_The problem_
Begin at the line with "cartoon character print" and output every line through the end of the records, exactly as given. Omit pictures.

◇ ◇ ◇

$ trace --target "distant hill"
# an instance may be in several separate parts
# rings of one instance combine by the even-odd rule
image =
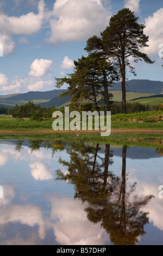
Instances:
[[[22,105],[28,101],[33,101],[36,105],[39,103],[41,105],[41,103],[45,103],[45,106],[46,107],[51,106],[53,103],[51,100],[57,97],[59,101],[58,96],[66,91],[66,89],[54,89],[48,92],[29,92],[26,93],[0,96],[0,106],[3,105],[4,107],[12,108],[14,107],[16,104]],[[64,101],[62,99],[61,102]],[[49,104],[47,103],[48,102]],[[58,103],[58,105],[59,103]],[[53,105],[54,106],[54,104]]]
[[[122,101],[121,82],[115,83],[109,90],[114,95],[113,101]],[[42,107],[51,107],[52,105],[56,107],[67,104],[70,100],[69,96],[62,97],[60,100],[59,94],[67,91],[66,89],[54,89],[48,92],[29,92],[26,93],[19,93],[0,96],[0,106],[14,107],[17,105],[24,104],[28,101],[33,101],[35,104],[40,104]],[[162,102],[163,95],[163,82],[153,81],[146,80],[133,80],[126,82],[127,100],[137,100],[144,102]],[[155,95],[156,95],[156,97]],[[159,95],[160,95],[159,96]],[[149,96],[153,97],[148,98]],[[146,101],[145,101],[145,103]]]
[[[116,83],[110,90],[121,90],[121,82]],[[126,90],[139,93],[163,94],[163,82],[133,80],[126,81]]]
[[[62,97],[60,100],[58,97],[55,97],[50,101],[48,102],[40,103],[40,105],[44,107],[52,107],[52,105],[55,107],[60,107],[60,106],[64,105],[66,103],[68,103],[70,100],[70,96],[66,96]]]
[[[32,101],[34,100],[52,100],[54,97],[56,97],[62,92],[67,90],[53,90],[48,92],[28,92],[26,93],[22,93],[16,95],[11,96],[5,100],[8,101],[25,100]]]

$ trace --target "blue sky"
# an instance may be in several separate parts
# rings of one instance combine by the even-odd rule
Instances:
[[[128,73],[128,80],[163,81],[162,5],[160,0],[1,0],[0,95],[55,89],[54,77],[73,72],[73,61],[87,54],[87,39],[99,35],[124,7],[146,25],[149,46],[143,51],[155,61],[133,63],[137,76]]]

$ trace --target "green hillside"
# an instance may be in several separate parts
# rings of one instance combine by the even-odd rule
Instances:
[[[114,101],[122,101],[122,91],[121,90],[111,90],[111,93],[114,95],[112,100]],[[127,92],[126,100],[129,101],[134,99],[140,97],[148,97],[149,96],[155,95],[154,93],[140,93],[134,92]]]

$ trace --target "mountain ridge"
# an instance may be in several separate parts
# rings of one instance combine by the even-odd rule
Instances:
[[[113,84],[109,88],[110,91],[119,92],[119,100],[121,98],[121,82],[119,82]],[[3,105],[4,107],[14,107],[17,105],[24,104],[28,101],[33,101],[36,105],[40,104],[45,107],[51,107],[52,105],[56,107],[67,103],[70,100],[70,96],[62,97],[59,100],[58,96],[62,92],[67,91],[67,89],[54,89],[46,92],[28,92],[25,93],[9,94],[8,95],[0,95],[0,106]],[[126,82],[126,92],[137,93],[139,94],[147,93],[148,94],[163,95],[163,82],[154,81],[148,80],[131,80]],[[116,93],[115,93],[115,94]],[[144,95],[142,95],[144,97]],[[149,95],[147,95],[149,96]],[[140,98],[135,96],[133,99]],[[161,97],[160,96],[160,97]],[[116,101],[116,96],[113,101]],[[39,102],[39,103],[38,103]]]

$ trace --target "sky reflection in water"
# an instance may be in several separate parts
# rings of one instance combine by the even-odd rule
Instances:
[[[155,149],[1,140],[0,244],[162,245],[162,166]]]

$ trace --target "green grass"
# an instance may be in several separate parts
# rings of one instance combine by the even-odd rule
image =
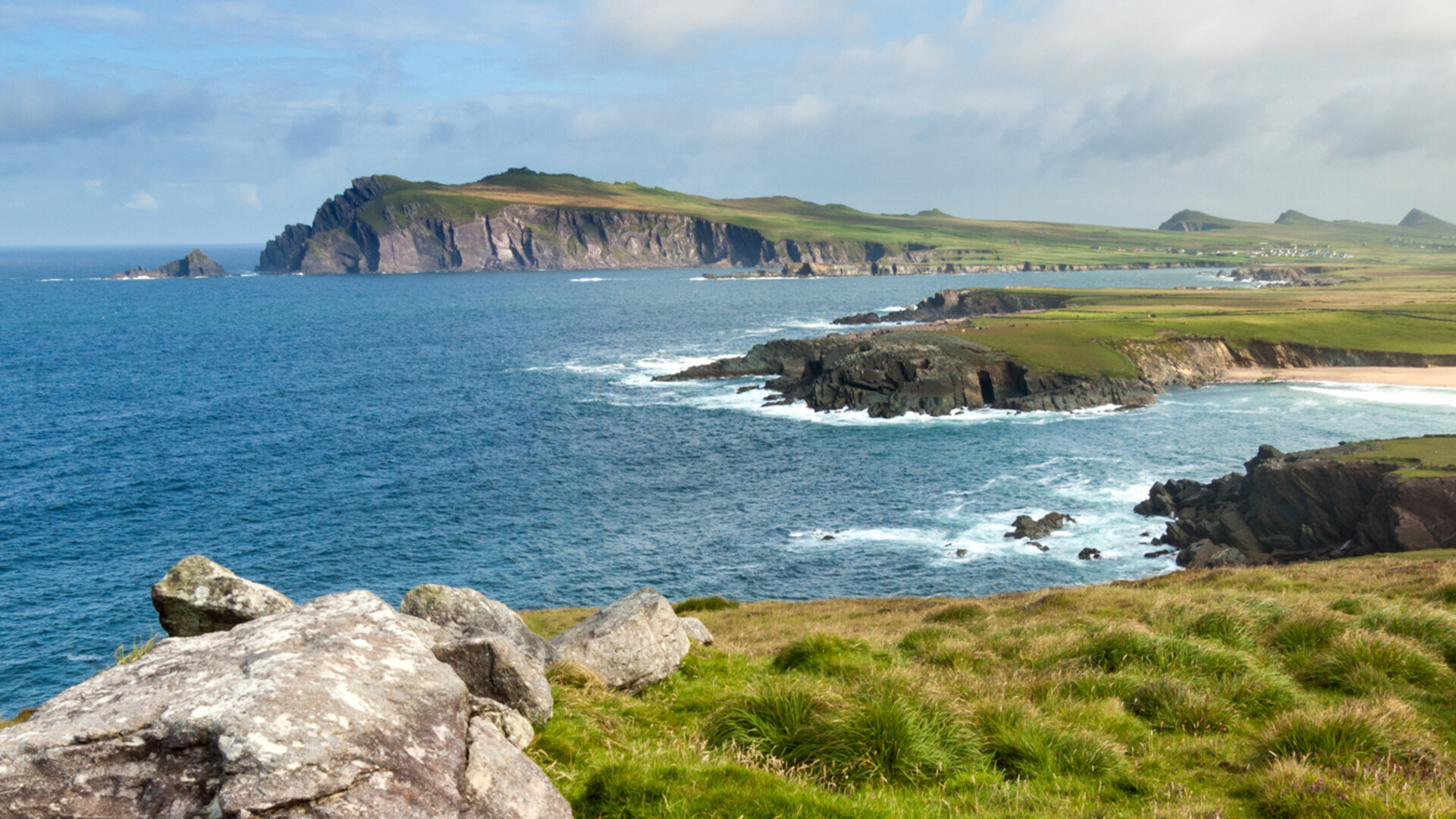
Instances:
[[[700,611],[635,697],[553,669],[529,753],[584,819],[1456,816],[1446,587],[1430,552]]]

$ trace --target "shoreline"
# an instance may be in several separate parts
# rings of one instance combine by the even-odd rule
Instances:
[[[1456,389],[1456,367],[1239,367],[1213,383],[1329,382]]]

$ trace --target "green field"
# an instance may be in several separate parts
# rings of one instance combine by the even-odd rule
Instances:
[[[670,213],[751,227],[769,240],[879,242],[948,264],[1321,264],[1411,270],[1456,268],[1456,229],[1439,220],[1417,227],[1294,219],[1284,224],[1219,220],[1226,229],[1171,232],[948,216],[874,214],[791,197],[715,200],[635,182],[597,182],[569,173],[511,169],[463,185],[379,176],[386,192],[363,208],[376,229],[418,217],[494,216],[511,203],[562,208]],[[933,204],[933,203],[932,203]],[[1208,217],[1213,219],[1213,217]],[[1251,254],[1297,252],[1300,256]]]
[[[636,697],[555,669],[530,753],[584,819],[1450,818],[1450,557],[697,611]]]

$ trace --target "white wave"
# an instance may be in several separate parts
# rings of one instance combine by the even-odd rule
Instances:
[[[1412,407],[1453,407],[1456,389],[1447,386],[1395,386],[1382,383],[1306,382],[1290,385],[1294,392],[1312,392],[1329,398],[1350,401],[1373,401],[1376,404],[1405,404]]]

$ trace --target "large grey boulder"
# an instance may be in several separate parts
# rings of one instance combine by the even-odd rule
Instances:
[[[285,612],[293,600],[202,555],[191,555],[151,586],[151,606],[167,634],[194,637]]]
[[[521,615],[475,589],[422,583],[405,593],[399,611],[444,628],[451,638],[504,634],[515,641],[539,667],[550,663],[550,648],[531,631]]]
[[[565,818],[368,592],[163,640],[0,732],[0,819]],[[494,732],[494,733],[492,733]]]
[[[475,717],[483,717],[488,723],[495,724],[505,734],[505,739],[521,751],[530,748],[531,742],[536,740],[536,729],[531,727],[530,720],[504,702],[472,697],[470,718]]]
[[[582,665],[609,686],[635,692],[677,670],[692,641],[673,603],[641,589],[558,634],[550,647],[556,662]]]
[[[536,727],[550,721],[550,683],[510,637],[462,637],[432,650],[460,675],[470,694],[515,708]]]

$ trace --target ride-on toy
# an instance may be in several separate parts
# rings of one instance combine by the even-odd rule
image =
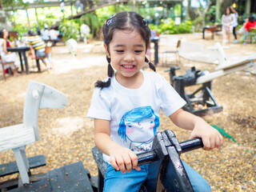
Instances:
[[[194,191],[179,158],[182,153],[202,147],[201,138],[178,142],[171,130],[158,132],[152,150],[138,154],[138,163],[150,163],[148,178],[140,191]],[[98,191],[102,191],[106,165],[102,152],[94,146],[93,154],[98,167]]]

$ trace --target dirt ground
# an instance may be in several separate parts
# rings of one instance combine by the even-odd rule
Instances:
[[[208,36],[207,36],[208,35]],[[212,46],[221,42],[221,37],[202,40],[202,34],[173,35],[184,41]],[[174,45],[167,45],[167,46]],[[165,48],[163,48],[165,47]],[[159,52],[164,50],[160,40]],[[242,55],[256,53],[256,45],[231,44],[226,53]],[[26,88],[30,80],[43,82],[64,93],[69,98],[68,105],[61,110],[42,109],[38,126],[41,140],[26,146],[26,154],[32,157],[44,154],[46,166],[32,170],[32,174],[46,173],[54,168],[82,161],[93,175],[97,175],[97,166],[91,154],[94,147],[93,121],[86,118],[94,83],[106,78],[106,61],[102,42],[94,41],[88,45],[80,42],[76,58],[72,58],[66,47],[61,43],[53,48],[54,69],[43,73],[21,74],[4,82],[0,79],[0,127],[22,122],[23,105]],[[153,57],[154,58],[154,57]],[[164,72],[169,66],[162,66],[162,58],[157,66],[158,73],[170,81]],[[30,69],[35,61],[29,59]],[[216,65],[181,58],[181,70],[195,66],[201,70],[213,71]],[[146,66],[145,70],[148,70]],[[211,125],[222,127],[236,142],[224,138],[220,149],[205,151],[202,149],[182,154],[181,158],[201,174],[211,186],[213,191],[256,190],[256,76],[247,71],[238,71],[213,81],[212,92],[223,111],[204,116]],[[189,87],[192,91],[194,87]],[[163,114],[161,129],[172,130],[178,139],[186,140],[188,131],[174,126]],[[14,161],[11,150],[0,152],[0,164]],[[1,181],[18,177],[14,174]]]

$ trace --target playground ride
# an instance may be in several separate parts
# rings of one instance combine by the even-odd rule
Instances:
[[[222,110],[222,106],[218,104],[211,92],[214,79],[253,66],[256,62],[256,54],[241,58],[235,62],[229,62],[219,43],[209,49],[214,52],[218,60],[215,71],[201,71],[194,66],[190,70],[186,70],[186,74],[178,76],[176,70],[180,69],[179,67],[171,66],[170,70],[165,70],[170,72],[170,84],[187,103],[183,109],[198,116]],[[186,87],[193,86],[198,87],[200,85],[201,86],[193,93],[186,93]]]
[[[201,138],[179,143],[171,130],[158,132],[152,150],[137,154],[139,166],[150,162],[147,180],[139,191],[194,191],[179,156],[202,146]],[[96,146],[92,151],[98,167],[98,192],[101,192],[103,190],[106,163],[102,153]]]

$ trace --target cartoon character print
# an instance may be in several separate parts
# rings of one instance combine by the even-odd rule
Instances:
[[[154,136],[159,126],[159,117],[151,106],[134,108],[122,118],[118,135],[134,153],[147,151],[152,148]]]

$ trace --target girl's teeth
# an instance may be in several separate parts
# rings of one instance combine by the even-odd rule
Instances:
[[[133,68],[134,67],[134,66],[123,66],[126,68]]]

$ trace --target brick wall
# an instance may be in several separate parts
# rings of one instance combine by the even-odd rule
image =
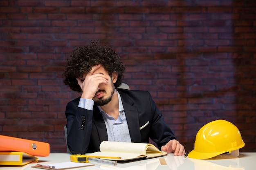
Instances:
[[[126,65],[124,82],[148,90],[187,150],[225,119],[256,152],[254,0],[0,1],[0,134],[65,152],[63,83],[76,46],[99,39]]]

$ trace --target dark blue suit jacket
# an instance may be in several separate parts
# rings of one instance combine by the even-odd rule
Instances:
[[[148,143],[150,138],[160,149],[170,140],[175,139],[148,92],[117,90],[122,99],[132,142]],[[99,151],[101,143],[108,141],[106,126],[98,107],[94,105],[93,111],[78,107],[80,98],[69,102],[65,111],[67,145],[74,154]],[[84,128],[81,129],[83,117]],[[141,127],[143,128],[140,130]]]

◇ ◇ ◇

_Task output_
$ trace --target cartoon character print
# an instance may be in several separate parts
# rings of one instance combine by the even-odd rule
Instances:
[[[154,136],[159,126],[159,117],[151,106],[134,108],[122,118],[118,135],[134,153],[147,151],[152,148]]]

$ trace --target girl's teeth
# an instance may be in several separate parts
# rings of one instance combine by the even-odd rule
Instances:
[[[133,68],[134,67],[134,66],[123,66],[126,68]]]

$ trace --target brick wall
# an instance may be in several separate parts
# rings of one instance combine by the even-odd rule
image =
Instances:
[[[126,65],[124,82],[148,90],[187,150],[225,119],[256,152],[254,0],[0,1],[0,134],[65,152],[63,83],[76,46],[99,39]]]

$ trace --target dark blue suit jacket
# an instance may be in several separate parts
# rings of one instance combine by the even-odd rule
Instances:
[[[148,143],[150,138],[160,149],[170,140],[175,139],[148,92],[117,90],[122,99],[132,142]],[[99,151],[101,143],[108,141],[106,126],[98,107],[94,105],[93,111],[78,107],[80,98],[69,102],[65,111],[67,145],[74,154]],[[84,128],[81,129],[83,117]],[[141,127],[143,128],[140,130]]]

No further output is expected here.